======== DATASET

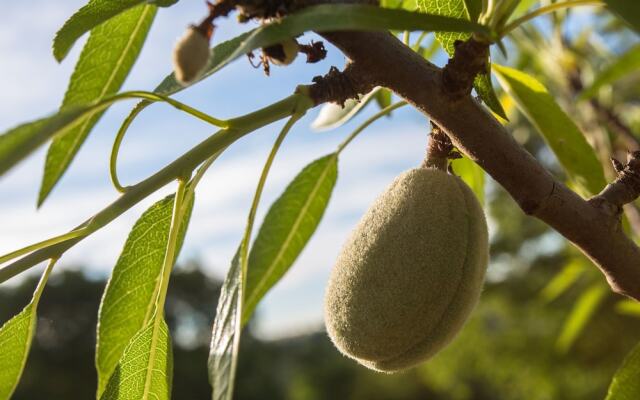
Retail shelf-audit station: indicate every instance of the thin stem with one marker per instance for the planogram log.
(45, 243)
(115, 150)
(175, 170)
(545, 10)
(368, 122)
(172, 243)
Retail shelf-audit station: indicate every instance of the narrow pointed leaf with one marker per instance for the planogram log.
(585, 307)
(333, 115)
(561, 134)
(457, 9)
(629, 307)
(15, 342)
(626, 382)
(16, 336)
(105, 62)
(128, 302)
(287, 227)
(472, 175)
(627, 63)
(626, 10)
(85, 19)
(323, 18)
(225, 338)
(145, 370)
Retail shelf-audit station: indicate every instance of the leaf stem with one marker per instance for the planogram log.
(115, 149)
(45, 243)
(365, 124)
(545, 10)
(176, 169)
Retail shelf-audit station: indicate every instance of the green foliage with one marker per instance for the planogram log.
(457, 9)
(15, 340)
(625, 384)
(627, 63)
(287, 227)
(562, 135)
(104, 64)
(225, 337)
(628, 11)
(129, 300)
(333, 115)
(584, 309)
(145, 370)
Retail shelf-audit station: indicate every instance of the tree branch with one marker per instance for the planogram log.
(589, 225)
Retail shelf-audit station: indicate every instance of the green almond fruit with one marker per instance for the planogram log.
(410, 274)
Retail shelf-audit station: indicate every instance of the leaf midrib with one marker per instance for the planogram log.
(132, 38)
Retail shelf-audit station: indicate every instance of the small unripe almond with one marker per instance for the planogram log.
(410, 273)
(283, 53)
(190, 55)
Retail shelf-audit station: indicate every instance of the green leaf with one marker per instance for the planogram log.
(19, 142)
(456, 9)
(585, 307)
(474, 8)
(625, 64)
(333, 115)
(15, 340)
(85, 19)
(145, 370)
(626, 10)
(129, 300)
(287, 227)
(225, 338)
(471, 174)
(104, 64)
(628, 307)
(321, 18)
(561, 134)
(626, 381)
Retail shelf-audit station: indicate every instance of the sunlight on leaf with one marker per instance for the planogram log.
(626, 382)
(145, 370)
(129, 299)
(626, 10)
(562, 135)
(471, 174)
(585, 307)
(287, 227)
(627, 63)
(15, 340)
(456, 9)
(226, 333)
(102, 68)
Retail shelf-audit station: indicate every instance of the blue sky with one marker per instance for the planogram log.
(33, 85)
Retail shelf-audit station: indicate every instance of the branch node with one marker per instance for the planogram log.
(469, 60)
(439, 150)
(338, 86)
(625, 189)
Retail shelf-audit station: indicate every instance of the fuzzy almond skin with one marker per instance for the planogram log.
(410, 274)
(190, 56)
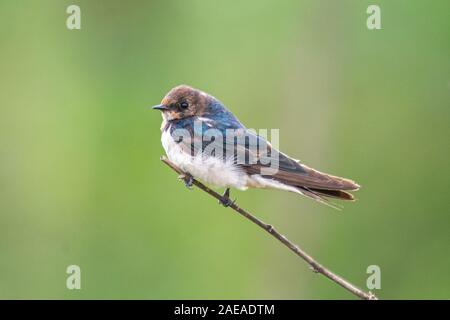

================

WHAT YOU HAVE TO DO — Extract every line of text from all the items above, unchanged and in order, and leave the pictures out.

ANSWER TO THIS PROBLEM —
Retail shelf-audit station: indicate every instance of the thin stem with one marker per instance for the planogram log.
(45, 243)
(115, 150)
(175, 170)
(545, 10)
(368, 122)
(172, 243)
Retail shelf-audit station: indicate every instance of the narrow pointed leaf with one marker per instance for the planogram log.
(585, 307)
(333, 115)
(561, 134)
(457, 9)
(629, 307)
(15, 342)
(626, 382)
(16, 336)
(105, 62)
(128, 302)
(287, 227)
(472, 175)
(627, 63)
(626, 10)
(85, 19)
(323, 18)
(225, 338)
(145, 370)
Retail shelf-audit station: indicate every instance of the leaf stem with one marker per instance for the planogram log.
(115, 149)
(45, 243)
(365, 124)
(545, 10)
(176, 169)
Retail shelf-audit station: indicate every instance of the green foliage with one marker per instance for the planogram log.
(457, 9)
(15, 340)
(625, 384)
(627, 63)
(287, 227)
(562, 135)
(104, 64)
(225, 337)
(628, 11)
(129, 300)
(333, 115)
(584, 309)
(145, 370)
Retail shelf-audit station: indicate every instance of the tree branch with one marker per instance for the planogram log.
(589, 225)
Retail shelf-audit station: indicate every instance of the green almond fruit with one marker per instance for the planogram log.
(410, 274)
Retail shelf-audit station: indicate every instance of the leaf midrib with one marker per instance for the planogram log.
(132, 38)
Retail shelf-audit station: indicate every instance of the small unripe almond with one marker per instance for the planogram log.
(410, 273)
(283, 53)
(190, 55)
Retail shelf-audit station: indicate every instance of the green leaf with one marker per instance for the planogram log.
(19, 142)
(456, 9)
(585, 307)
(474, 8)
(625, 64)
(333, 115)
(15, 340)
(85, 19)
(145, 370)
(626, 10)
(129, 300)
(287, 227)
(225, 338)
(471, 174)
(104, 64)
(628, 307)
(321, 18)
(561, 134)
(626, 381)
Retail shelf-audit station: indicate every instance of the sunlight on leaf with one marker per instance for the planogram log.
(626, 382)
(145, 370)
(129, 299)
(626, 10)
(562, 135)
(471, 174)
(585, 307)
(287, 227)
(627, 63)
(15, 340)
(456, 9)
(226, 333)
(102, 68)
Retail shelf-audit station: indicate every instance of the blue sky with one marker per instance for the planogram log.
(33, 85)
Retail shelf-audit station: indicate every instance of the branch node with one marker per instance for the planogram log.
(469, 60)
(439, 150)
(338, 86)
(625, 189)
Retail shelf-audit station: indicate every instance of the fuzzy almond skin with one marker per instance for the planogram log.
(410, 274)
(190, 56)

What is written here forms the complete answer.